TEXTE CITÉ
┄┄┄┄┄┄
Pour parler d'un poète, d'un tel poète, si volontairement effacé, perdu dans le flot des hommes les plus humbles avec lesquels il aimait qu'on le confondît, il faudrait une pudeur de mots, une délicatesse de touches...

Je n'ai que l'avantage d'avoir approché, connu Georges Chennevière.

Il aimait d'un amour immense la nature, les animaux, les êtres — la vie. Mais c'était un amour qui ne faisait pas de grands gestes, qui ne clamait pas de grands mots. Il semblait ne poser son regard sérieux, attentif, mais discret, mais pudique, sur les hommes, que pour les scruter, les interroger affectueusement.

— Et toi aussi, tu as tes misères, tes tares, tes hontes secrètes, peut-être... Allons, dis-moi, lâche ton paquet, ça fait du bien... Si tu savais comme j'aimerais te connaître, te comprendre...

Puis le regard se détachait, suivait dans l'air la fumée d'une courte pipe en bruyère. Le poète se perdait dans une méditation sans autre attitude que celle de la rêverie familière.

Chennevière n'était bien, ne se sentait bien qu'auprès des simples. Il affectionnait particulièrement les tâcherons campagnards. Il aimait les voir travailler. Il aimait les entendre lui parler de leur vie, de leur métier.

— Un homme qui parle de ce qu'il sait est toujours intéressant, disait-il.

Il saisissait d'un coup d'œil le rapport exact des êtres et des choses avec ce qui les entourait.

Il évaluait, non en surface ni en volume, mais, après un rapide coup de sonde, en profondeur.
┄┄┄┄┄┄
CONSIGNE DONNÉE 1
Recopiez, s'il vous plaît, dans le texte sur Georges Chennevière, tout ce qui va de « Chennevière n'était bien, ne » jusqu'à « qui les entourait. ».
CONSIGNE DONNÉE 2
Selon le texte sur Georges Chennevière, en quel bois était la courte pipe du poète ?
┄┄┄┄┄┄
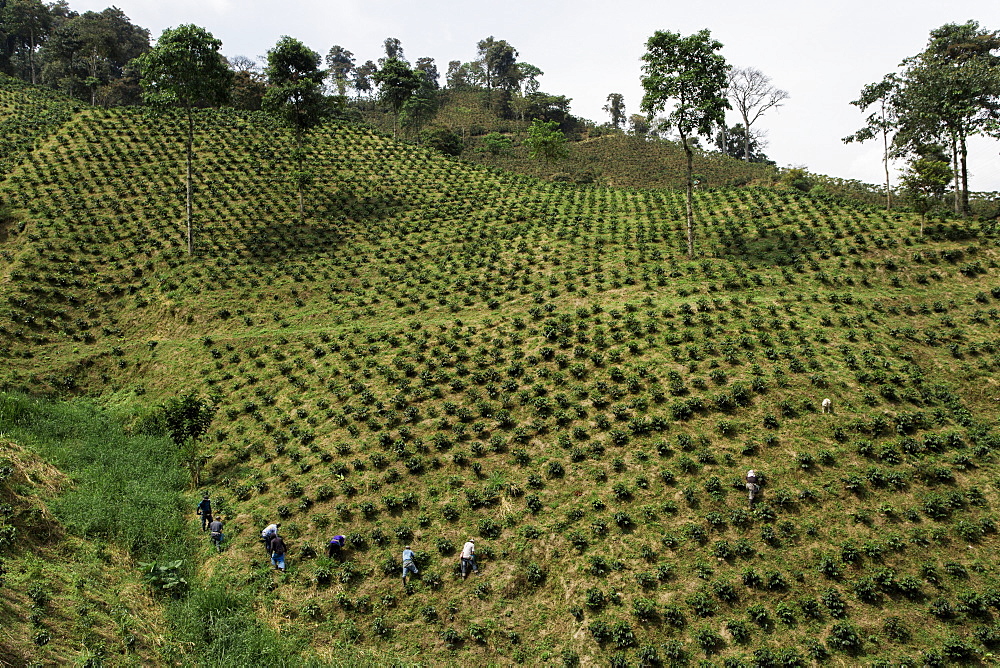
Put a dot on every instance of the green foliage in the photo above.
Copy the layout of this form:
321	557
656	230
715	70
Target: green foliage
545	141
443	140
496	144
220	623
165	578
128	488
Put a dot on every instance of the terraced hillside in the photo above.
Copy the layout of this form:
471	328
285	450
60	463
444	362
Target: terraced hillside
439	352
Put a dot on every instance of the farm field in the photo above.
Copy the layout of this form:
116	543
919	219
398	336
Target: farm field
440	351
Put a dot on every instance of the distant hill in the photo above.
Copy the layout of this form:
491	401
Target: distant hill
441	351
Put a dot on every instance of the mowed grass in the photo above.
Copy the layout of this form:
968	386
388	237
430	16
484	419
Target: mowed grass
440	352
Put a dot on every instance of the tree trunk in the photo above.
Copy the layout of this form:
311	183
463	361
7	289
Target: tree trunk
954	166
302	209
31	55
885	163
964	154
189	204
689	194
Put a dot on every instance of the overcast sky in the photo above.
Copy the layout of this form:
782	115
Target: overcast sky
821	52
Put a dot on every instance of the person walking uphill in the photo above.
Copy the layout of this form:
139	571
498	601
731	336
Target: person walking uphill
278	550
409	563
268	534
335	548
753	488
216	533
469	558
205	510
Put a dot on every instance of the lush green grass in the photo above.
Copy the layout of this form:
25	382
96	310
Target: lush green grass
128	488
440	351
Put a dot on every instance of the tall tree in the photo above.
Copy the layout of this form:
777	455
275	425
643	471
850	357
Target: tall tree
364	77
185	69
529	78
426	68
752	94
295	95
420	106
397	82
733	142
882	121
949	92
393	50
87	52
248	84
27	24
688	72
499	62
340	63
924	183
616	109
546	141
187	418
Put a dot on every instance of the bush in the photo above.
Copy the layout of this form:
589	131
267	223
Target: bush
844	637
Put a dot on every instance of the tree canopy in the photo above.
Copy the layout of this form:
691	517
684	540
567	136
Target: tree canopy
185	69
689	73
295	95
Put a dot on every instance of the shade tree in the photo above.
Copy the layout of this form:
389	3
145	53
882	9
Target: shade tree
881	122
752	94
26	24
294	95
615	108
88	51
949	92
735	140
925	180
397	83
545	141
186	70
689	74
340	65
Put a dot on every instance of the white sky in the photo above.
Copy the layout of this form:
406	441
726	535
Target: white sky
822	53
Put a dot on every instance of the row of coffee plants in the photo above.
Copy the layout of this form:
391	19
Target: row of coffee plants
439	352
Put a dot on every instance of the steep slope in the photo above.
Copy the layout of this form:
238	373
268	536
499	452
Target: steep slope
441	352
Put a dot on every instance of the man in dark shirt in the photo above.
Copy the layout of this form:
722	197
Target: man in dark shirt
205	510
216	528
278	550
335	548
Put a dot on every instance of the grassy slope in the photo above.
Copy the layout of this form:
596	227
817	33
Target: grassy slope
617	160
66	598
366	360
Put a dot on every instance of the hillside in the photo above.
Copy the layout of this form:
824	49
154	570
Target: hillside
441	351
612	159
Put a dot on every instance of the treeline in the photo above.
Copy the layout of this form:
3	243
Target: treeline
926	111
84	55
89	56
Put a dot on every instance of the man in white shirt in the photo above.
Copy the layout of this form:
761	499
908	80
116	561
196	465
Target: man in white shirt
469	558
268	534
┄┄┄┄┄┄
RÉPONSE 1
Chennevière n'était bien, ne se sentait bien qu'auprès des simples. Il affectionnait particulièrement les tâcherons campagnards. Il aimait les voir travailler. Il aimait les entendre lui parler de leur vie, de leur métier.

— Un homme qui parle de ce qu'il sait est toujours intéressant, disait-il.

Il saisissait d'un coup d'œil le rapport exact des êtres et des choses avec ce qui les entourait.

RÉPONSE 2
En bruyère.